## What you have to do:
Reproduce the lines of the region segmentation data from the start through the line that contains "L 0 75 L 21", requests included. Multiply every coordinate in the answers by 0.3 and round each result to a whole number, with halves rounded up.

== The records ==

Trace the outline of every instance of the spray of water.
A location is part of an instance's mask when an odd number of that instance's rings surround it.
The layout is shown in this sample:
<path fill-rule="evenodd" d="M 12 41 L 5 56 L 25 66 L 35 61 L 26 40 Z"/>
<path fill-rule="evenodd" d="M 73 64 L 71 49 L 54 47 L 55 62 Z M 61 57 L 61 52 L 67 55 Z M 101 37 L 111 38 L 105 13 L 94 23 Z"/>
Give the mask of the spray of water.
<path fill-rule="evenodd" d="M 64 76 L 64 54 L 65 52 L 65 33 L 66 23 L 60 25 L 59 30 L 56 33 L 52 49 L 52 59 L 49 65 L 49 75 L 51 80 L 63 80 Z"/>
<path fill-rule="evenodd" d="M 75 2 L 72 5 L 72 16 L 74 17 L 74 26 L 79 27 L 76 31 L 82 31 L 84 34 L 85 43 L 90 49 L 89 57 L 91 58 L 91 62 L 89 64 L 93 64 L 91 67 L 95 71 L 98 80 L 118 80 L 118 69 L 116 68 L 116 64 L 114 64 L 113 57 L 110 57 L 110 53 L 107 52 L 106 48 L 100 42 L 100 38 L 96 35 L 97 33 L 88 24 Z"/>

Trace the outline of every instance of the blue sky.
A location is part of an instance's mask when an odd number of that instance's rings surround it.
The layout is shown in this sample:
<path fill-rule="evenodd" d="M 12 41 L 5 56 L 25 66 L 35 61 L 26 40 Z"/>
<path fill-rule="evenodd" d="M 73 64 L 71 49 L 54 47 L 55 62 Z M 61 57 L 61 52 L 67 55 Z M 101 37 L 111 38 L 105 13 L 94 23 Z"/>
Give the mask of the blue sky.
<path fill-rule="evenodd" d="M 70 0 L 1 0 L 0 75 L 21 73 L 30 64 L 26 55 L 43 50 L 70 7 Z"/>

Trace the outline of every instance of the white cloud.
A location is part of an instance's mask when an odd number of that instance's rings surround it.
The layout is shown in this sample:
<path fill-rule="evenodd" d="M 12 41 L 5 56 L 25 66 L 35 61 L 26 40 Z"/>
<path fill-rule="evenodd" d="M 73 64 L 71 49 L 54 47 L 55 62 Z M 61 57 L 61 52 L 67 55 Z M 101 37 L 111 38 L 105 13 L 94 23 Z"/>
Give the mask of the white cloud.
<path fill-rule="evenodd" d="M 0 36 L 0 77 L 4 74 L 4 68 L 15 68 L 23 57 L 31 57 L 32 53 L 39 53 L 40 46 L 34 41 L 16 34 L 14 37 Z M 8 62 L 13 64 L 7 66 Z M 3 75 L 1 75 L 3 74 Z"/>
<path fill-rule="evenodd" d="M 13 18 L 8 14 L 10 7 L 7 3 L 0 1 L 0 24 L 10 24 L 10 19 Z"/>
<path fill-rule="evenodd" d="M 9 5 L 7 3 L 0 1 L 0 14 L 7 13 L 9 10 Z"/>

===

## Result below:
Trace the outline of every instance of the spray of water.
A location is part of an instance's mask when an odd number of that instance's rings surround it.
The layout is shown in this sample:
<path fill-rule="evenodd" d="M 12 41 L 5 56 L 25 66 L 35 61 L 26 40 Z"/>
<path fill-rule="evenodd" d="M 73 64 L 71 49 L 54 47 L 55 62 Z M 61 57 L 61 52 L 67 55 Z M 101 37 L 111 38 L 105 13 L 94 23 Z"/>
Give the mask of the spray of water.
<path fill-rule="evenodd" d="M 19 23 L 19 16 L 20 16 L 20 10 L 20 7 L 18 8 L 18 9 L 17 10 L 16 15 L 16 18 L 15 20 L 15 23 L 15 24 L 19 24 Z"/>
<path fill-rule="evenodd" d="M 23 1 L 22 2 L 22 5 L 22 5 L 22 8 L 24 8 L 23 9 L 25 9 L 25 10 L 26 13 L 27 15 L 27 17 L 27 17 L 27 19 L 27 19 L 28 19 L 27 20 L 29 21 L 29 24 L 35 24 L 35 21 L 35 20 L 35 19 L 34 19 L 34 17 L 33 17 L 33 16 L 32 16 L 32 14 L 30 13 L 30 11 L 29 11 L 29 10 L 26 7 Z"/>

Trace the outline of every instance of the blue sky.
A location is part of an instance's mask when an odd number of that instance's rings surround it.
The layout is shown in this sample:
<path fill-rule="evenodd" d="M 12 41 L 5 56 L 25 66 L 35 61 L 26 40 Z"/>
<path fill-rule="evenodd" d="M 73 64 L 71 49 L 54 47 L 55 62 Z M 61 57 L 61 52 L 67 55 Z M 101 37 L 111 38 L 105 13 L 94 23 Z"/>
Give the mask of the blue sky.
<path fill-rule="evenodd" d="M 21 0 L 0 0 L 0 23 L 6 22 L 9 19 L 8 17 L 13 15 L 21 2 Z"/>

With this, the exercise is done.